PAGE TEXT:
::::::
The point is, if you want to take advantage of this "loophole," do it soon. The Social Security Administration has proposed a new rule to severely limit your ability to restart your benefits. The agency has proposed limiting a recipient to one repayment in his lifetime and only if the request is made within 12 months of initially filing for benefits. The federal Office of Management and Budget has the final say on the rule. It could shut this down in the next few months. To learn more about this loophole, watch our free video...

New highs: ATAC Resources (ATC.V), Eldorado Gold (EGO), Keyera Facilities Income Trust (KEY-UN.TO), Silver Wheaton (SLW), AuEx Ventures (XAU-TO).

In today's mailbag... What's the most important tool a trader has? A Short Report readers asks, and Jeff tells us. Send your questions to feedback@stansberryresearch.com.

"I've been a paid in full Alliance member for many years. I want to thank you for what you do in the S&A Short Report. Your results are truly amazing and I've been successful because of your service! I've been trading off and on for 10 years, but have become more active this year. My goal is to retire from my day job in 5 years and live off of my trading profits. More so than your recommendations, I value the insights and wisdom you share from your own trading.

"I've read your Ultimate Home Business report and follow the 4 indicator you provided for day trades. I use bullish percent indexes and use the MA's you've written about (e.g. 20 day TRAN, 13 day TRAN). I watch the $NYSI and $SPXA50R, I follow the VIX and SPX closely looking for divergence. Bearish rising and bullish falling wedge patterns are the most amazing patterns I've ever used. In short, you have my attention and I want to learn more!

"I know your disclaimer on the feedback page indicates you can't give individual advice. I am hoping you would share more about your trade plans and what you do each day. What is your daily and weekend routine (specifically what you do and what you review)? What patterns (beside rising and falling wedge) do you have the greatest success trading? Are there charting tools that help identify rising and falling wedge patterns? What are the moving averages you use for all of the BPI's? What software tools you use (charting, selection, etc.)? What helps you be a successful trader? I want to focus on what should be done each day to be successful, knowing that the results will follow. I appreciate any details you would share. Thanks again for everything!" – Paid-up subscriber John Tschida  

Jeff Clark comment: Thank you for the compliment. If you're going to trade for a living, it's important to remember that markets are dynamic. So your trading strategy has to be dynamic too. What works today may not work tomorrow, and you constantly have to adjust your parameters in order to account for the change. Much of my daily routine involves looking at multiple trade setups and trying to figure out why some work while others don't.
::::::
PROVIDED DATA:

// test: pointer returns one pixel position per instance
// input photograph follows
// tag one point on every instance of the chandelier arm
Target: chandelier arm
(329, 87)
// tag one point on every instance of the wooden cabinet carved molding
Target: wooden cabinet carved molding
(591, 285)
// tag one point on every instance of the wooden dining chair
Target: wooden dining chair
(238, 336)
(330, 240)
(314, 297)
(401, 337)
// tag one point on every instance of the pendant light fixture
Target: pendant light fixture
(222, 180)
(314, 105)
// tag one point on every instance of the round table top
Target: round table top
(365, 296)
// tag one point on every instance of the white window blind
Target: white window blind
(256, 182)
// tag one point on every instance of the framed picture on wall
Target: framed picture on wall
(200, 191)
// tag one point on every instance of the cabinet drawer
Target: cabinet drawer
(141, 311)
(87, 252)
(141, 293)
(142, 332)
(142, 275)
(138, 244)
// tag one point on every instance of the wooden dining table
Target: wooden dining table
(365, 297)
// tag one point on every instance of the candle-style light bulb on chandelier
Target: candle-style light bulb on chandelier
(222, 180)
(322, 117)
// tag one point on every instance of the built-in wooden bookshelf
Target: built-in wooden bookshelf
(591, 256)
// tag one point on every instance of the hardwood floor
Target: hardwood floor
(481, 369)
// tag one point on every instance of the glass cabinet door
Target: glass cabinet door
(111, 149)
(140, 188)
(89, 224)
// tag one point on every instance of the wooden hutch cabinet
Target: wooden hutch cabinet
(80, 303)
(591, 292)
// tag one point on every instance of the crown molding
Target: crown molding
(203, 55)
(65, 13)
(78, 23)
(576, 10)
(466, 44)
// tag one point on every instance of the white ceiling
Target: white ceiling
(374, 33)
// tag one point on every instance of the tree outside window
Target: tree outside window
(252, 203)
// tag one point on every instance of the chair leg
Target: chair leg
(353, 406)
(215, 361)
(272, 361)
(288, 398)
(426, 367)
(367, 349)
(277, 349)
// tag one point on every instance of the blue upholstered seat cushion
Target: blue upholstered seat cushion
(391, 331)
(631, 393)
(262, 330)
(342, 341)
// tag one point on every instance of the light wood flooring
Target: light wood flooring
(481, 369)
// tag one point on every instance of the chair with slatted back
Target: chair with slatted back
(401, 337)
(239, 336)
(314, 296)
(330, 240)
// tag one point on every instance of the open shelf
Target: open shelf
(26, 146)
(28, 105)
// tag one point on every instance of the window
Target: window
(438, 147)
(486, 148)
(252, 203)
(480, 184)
::::::
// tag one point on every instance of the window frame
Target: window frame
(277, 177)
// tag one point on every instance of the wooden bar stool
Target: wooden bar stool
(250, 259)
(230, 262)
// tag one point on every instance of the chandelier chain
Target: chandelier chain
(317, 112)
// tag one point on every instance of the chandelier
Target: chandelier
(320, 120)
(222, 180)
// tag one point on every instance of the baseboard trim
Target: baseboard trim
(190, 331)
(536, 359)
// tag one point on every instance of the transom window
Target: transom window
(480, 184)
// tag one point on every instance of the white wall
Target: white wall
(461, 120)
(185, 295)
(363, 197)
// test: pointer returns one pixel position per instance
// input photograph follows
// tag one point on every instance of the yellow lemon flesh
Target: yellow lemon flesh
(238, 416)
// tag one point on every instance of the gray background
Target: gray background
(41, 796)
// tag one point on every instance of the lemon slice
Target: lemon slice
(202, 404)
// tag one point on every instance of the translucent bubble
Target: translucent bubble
::::::
EXERCISES:
1) From the newsletter text, extract the passage between "Jeff Clark comment: Thank" and "while others don't.", inclusive.
2) Under the rule the Social Security Administration has proposed, within how many months of first filing for benefits would a repayment request have to be made, according to the newsletter text?
3) Carry on the newsletter text from the point where it stops.

RESPONSES IN ORDER:
1)
Jeff Clark comment: Thank you for the compliment. If you're going to trade for a living, it's important to remember that markets are dynamic. So your trading strategy has to be dynamic too. What works today may not work tomorrow, and you constantly have to adjust your parameters in order to account for the change. Much of my daily routine involves looking at multiple trade setups and trying to figure out why some work while others don't.

2) Within 12 months of initially filing for benefits.

3)
For example, the wedge patterns you point out have been terrific for us this year. We've scored lots of triple-digit gains by trading those setups. But not every trade has been a winner. So I like to compare the patterns and see what adjustments can be made. Was there another technical indicator that showed divergence? Would using a chart pattern over a different timeframe make a difference? In short, I'm constantly tweaking my strategies and trying to gain every edge possible.

The best advice I can give you for trading is to take note of your emotions before you make every trade. Are you trading off of logic and reason or off of fear and greed? Are you feeling like you're missing out on a big move in the market and therefore chasing a position? Did somebody on CNBC just say something that got you spooked? Are you bored and trying to force a trade just to be doing something?

I pause for a few seconds before I hit the "send" key on every trade just to be sure my decision is rational and not rooted in the emotion of the markets. That keeps me from making a lot of mistakes.

Trading stocks and options is a fun and exciting business. It can be tremendously profitable too – as long as you keep the emotion out of your trades, and constantly adjust your strategy to keep up with the changing conditions of the market. If you can do that, you'll have an edge over the vast majority of traders.

"Mr. Market... I hope this isn't the character from New Jersey who goes by that name. If it is, run the other way! He would always tout various stocks, then claim that he sold stocks and never lost a dime. The last stock he touted before he disappeared was KB Homes just before the bottom fell out of the housing market. Please tell me he is another person using the same moniker." – Paid-up subscriber Robert

Goldsmith comment: "Mr. Market" is just a personification of the stock market as made famous by Benjamin Graham. He likens the market to a person to show how the market's "mood" can irrationally change from day to day.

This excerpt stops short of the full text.